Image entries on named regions
begin
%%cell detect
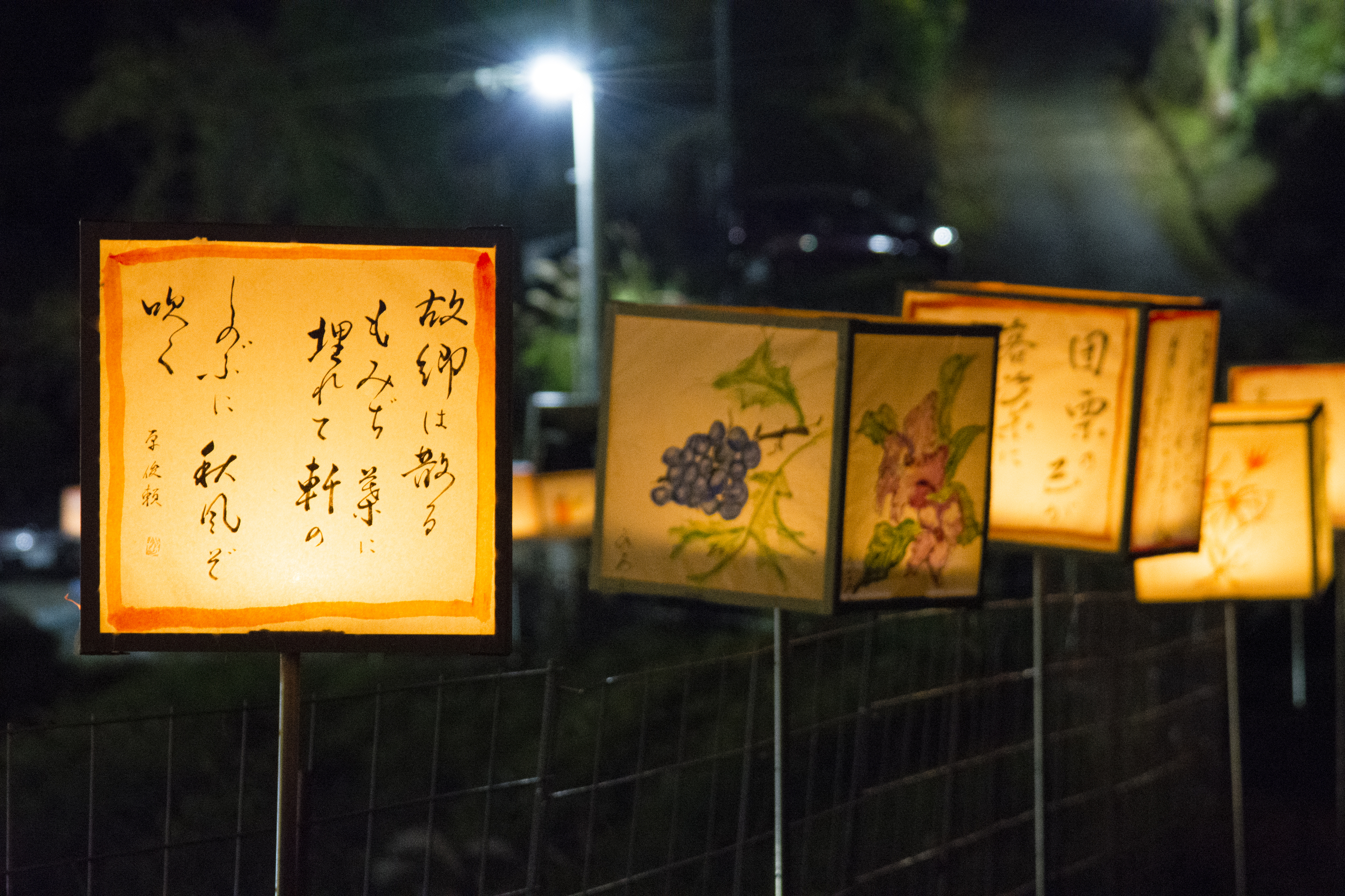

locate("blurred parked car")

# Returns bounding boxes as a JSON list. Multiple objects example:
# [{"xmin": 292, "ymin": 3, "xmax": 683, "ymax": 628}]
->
[
  {"xmin": 728, "ymin": 184, "xmax": 959, "ymax": 314},
  {"xmin": 0, "ymin": 529, "xmax": 79, "ymax": 572}
]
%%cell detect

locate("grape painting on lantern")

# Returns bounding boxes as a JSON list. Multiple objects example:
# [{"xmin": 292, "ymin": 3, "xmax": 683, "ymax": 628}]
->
[{"xmin": 603, "ymin": 315, "xmax": 837, "ymax": 600}]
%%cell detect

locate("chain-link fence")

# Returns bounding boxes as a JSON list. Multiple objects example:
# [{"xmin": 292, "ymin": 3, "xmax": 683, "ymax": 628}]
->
[{"xmin": 4, "ymin": 593, "xmax": 1229, "ymax": 896}]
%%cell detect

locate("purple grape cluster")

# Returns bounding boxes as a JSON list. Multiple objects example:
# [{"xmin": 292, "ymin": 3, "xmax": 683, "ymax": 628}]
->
[{"xmin": 650, "ymin": 420, "xmax": 761, "ymax": 519}]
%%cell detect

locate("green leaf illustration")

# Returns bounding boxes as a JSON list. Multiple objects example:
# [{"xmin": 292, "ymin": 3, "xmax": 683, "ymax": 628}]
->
[
  {"xmin": 943, "ymin": 424, "xmax": 986, "ymax": 479},
  {"xmin": 855, "ymin": 404, "xmax": 897, "ymax": 447},
  {"xmin": 854, "ymin": 519, "xmax": 920, "ymax": 590},
  {"xmin": 939, "ymin": 355, "xmax": 976, "ymax": 441},
  {"xmin": 712, "ymin": 339, "xmax": 804, "ymax": 426}
]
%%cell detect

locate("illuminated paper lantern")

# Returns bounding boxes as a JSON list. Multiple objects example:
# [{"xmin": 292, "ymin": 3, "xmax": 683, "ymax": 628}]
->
[
  {"xmin": 904, "ymin": 284, "xmax": 1219, "ymax": 556},
  {"xmin": 537, "ymin": 470, "xmax": 596, "ymax": 538},
  {"xmin": 590, "ymin": 304, "xmax": 998, "ymax": 612},
  {"xmin": 1228, "ymin": 365, "xmax": 1345, "ymax": 529},
  {"xmin": 514, "ymin": 470, "xmax": 596, "ymax": 539},
  {"xmin": 61, "ymin": 486, "xmax": 79, "ymax": 538},
  {"xmin": 1135, "ymin": 401, "xmax": 1334, "ymax": 601},
  {"xmin": 81, "ymin": 225, "xmax": 514, "ymax": 652},
  {"xmin": 511, "ymin": 461, "xmax": 542, "ymax": 541}
]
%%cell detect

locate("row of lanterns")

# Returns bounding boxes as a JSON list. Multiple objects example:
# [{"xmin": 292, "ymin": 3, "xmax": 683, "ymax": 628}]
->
[{"xmin": 584, "ymin": 283, "xmax": 1345, "ymax": 612}]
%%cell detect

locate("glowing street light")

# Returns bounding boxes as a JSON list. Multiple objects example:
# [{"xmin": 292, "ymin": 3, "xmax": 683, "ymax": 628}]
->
[{"xmin": 523, "ymin": 54, "xmax": 599, "ymax": 398}]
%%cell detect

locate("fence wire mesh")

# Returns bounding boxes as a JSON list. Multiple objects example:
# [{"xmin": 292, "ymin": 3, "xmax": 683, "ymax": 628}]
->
[{"xmin": 4, "ymin": 593, "xmax": 1229, "ymax": 896}]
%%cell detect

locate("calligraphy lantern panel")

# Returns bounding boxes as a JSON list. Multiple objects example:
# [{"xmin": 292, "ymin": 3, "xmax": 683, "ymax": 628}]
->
[
  {"xmin": 81, "ymin": 225, "xmax": 512, "ymax": 651},
  {"xmin": 1228, "ymin": 363, "xmax": 1345, "ymax": 529},
  {"xmin": 1135, "ymin": 401, "xmax": 1334, "ymax": 601},
  {"xmin": 592, "ymin": 307, "xmax": 998, "ymax": 612},
  {"xmin": 905, "ymin": 284, "xmax": 1219, "ymax": 556}
]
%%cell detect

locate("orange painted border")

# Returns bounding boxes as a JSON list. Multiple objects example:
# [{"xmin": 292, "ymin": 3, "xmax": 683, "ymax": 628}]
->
[
  {"xmin": 933, "ymin": 280, "xmax": 1205, "ymax": 306},
  {"xmin": 100, "ymin": 241, "xmax": 495, "ymax": 634}
]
end
▶ **Task prompt**: Copy the listing exactly. Any image in it stays out of the copy.

▶ **Exercise answer**:
%%cell detect

locate("blurred parked car")

# Returns bounding boxes as a JSON list. Multiple objects example:
# [{"xmin": 292, "ymin": 3, "xmax": 683, "ymax": 628}]
->
[
  {"xmin": 728, "ymin": 184, "xmax": 959, "ymax": 314},
  {"xmin": 0, "ymin": 529, "xmax": 79, "ymax": 572}
]
%%cell detect

locate("grape painting on lantern")

# Returns bounding boxes as a JSON list. Multiple objects example:
# [{"xmin": 292, "ymin": 3, "xmax": 683, "ymax": 628}]
->
[{"xmin": 603, "ymin": 315, "xmax": 837, "ymax": 600}]
%%cell detect

locate("chain-link fence")

# Returns bounding boxes as a JSON list. Multiple objects example:
# [{"xmin": 292, "ymin": 3, "xmax": 683, "ymax": 628}]
->
[{"xmin": 4, "ymin": 593, "xmax": 1229, "ymax": 896}]
%%cell detect

locate("purple grape cluster")

# Returns bounding boxes as a JSON list. Multiple objects example:
# [{"xmin": 292, "ymin": 3, "xmax": 683, "ymax": 628}]
->
[{"xmin": 650, "ymin": 420, "xmax": 761, "ymax": 519}]
%%cell detect

locate("green leaf illustration")

# Returns bounding boxes as a JSON list. Multiple objects example:
# [{"xmin": 292, "ymin": 3, "xmax": 683, "ymax": 628}]
->
[
  {"xmin": 943, "ymin": 424, "xmax": 986, "ymax": 479},
  {"xmin": 855, "ymin": 404, "xmax": 897, "ymax": 447},
  {"xmin": 854, "ymin": 519, "xmax": 920, "ymax": 590},
  {"xmin": 939, "ymin": 355, "xmax": 976, "ymax": 441},
  {"xmin": 712, "ymin": 339, "xmax": 804, "ymax": 426}
]
%%cell detect

locate("illuminated paper lantern")

# Returns bounding boxes as a JSON list. Multiple objects example:
# [{"xmin": 292, "ymin": 3, "xmax": 683, "ymax": 628}]
->
[
  {"xmin": 904, "ymin": 284, "xmax": 1219, "ymax": 556},
  {"xmin": 537, "ymin": 470, "xmax": 596, "ymax": 538},
  {"xmin": 590, "ymin": 304, "xmax": 998, "ymax": 612},
  {"xmin": 1228, "ymin": 365, "xmax": 1345, "ymax": 529},
  {"xmin": 514, "ymin": 470, "xmax": 596, "ymax": 539},
  {"xmin": 61, "ymin": 486, "xmax": 79, "ymax": 538},
  {"xmin": 1135, "ymin": 401, "xmax": 1334, "ymax": 601},
  {"xmin": 81, "ymin": 225, "xmax": 514, "ymax": 652},
  {"xmin": 511, "ymin": 461, "xmax": 542, "ymax": 541}
]
%%cell detect

locate("row of lanterns")

# Returns bounding boxes as a JSON list. Multiple objects example:
# [{"xmin": 292, "ymin": 3, "xmax": 683, "ymax": 628}]
->
[{"xmin": 584, "ymin": 283, "xmax": 1345, "ymax": 612}]
%%cell detect

locate("glowing street light")

# Returns bounding boxes as a JSON list. Multiple objects example:
# [{"xmin": 292, "ymin": 3, "xmax": 683, "ymax": 628}]
->
[{"xmin": 523, "ymin": 54, "xmax": 599, "ymax": 398}]
%%cell detect

locate("fence wire mesh")

# Returns bounding boxes as a JSON list. Multiple objects example:
# [{"xmin": 292, "ymin": 3, "xmax": 683, "ymax": 628}]
->
[{"xmin": 4, "ymin": 593, "xmax": 1229, "ymax": 896}]
%%cell detect

locate("calligraphy lantern panel")

# Returns bounding boxes as a JSON list. Multiple objects example:
# [{"xmin": 292, "ymin": 3, "xmax": 683, "ymax": 628}]
->
[
  {"xmin": 81, "ymin": 225, "xmax": 512, "ymax": 651},
  {"xmin": 1228, "ymin": 363, "xmax": 1345, "ymax": 529},
  {"xmin": 1135, "ymin": 401, "xmax": 1334, "ymax": 601},
  {"xmin": 592, "ymin": 307, "xmax": 998, "ymax": 612},
  {"xmin": 905, "ymin": 284, "xmax": 1219, "ymax": 556}
]
%%cell detect

locate("orange painted border")

# Returns bounding boxes as a JSON list. Multiple objects example:
# [{"xmin": 292, "ymin": 3, "xmax": 683, "ymax": 628}]
->
[
  {"xmin": 933, "ymin": 280, "xmax": 1205, "ymax": 306},
  {"xmin": 100, "ymin": 241, "xmax": 495, "ymax": 634}
]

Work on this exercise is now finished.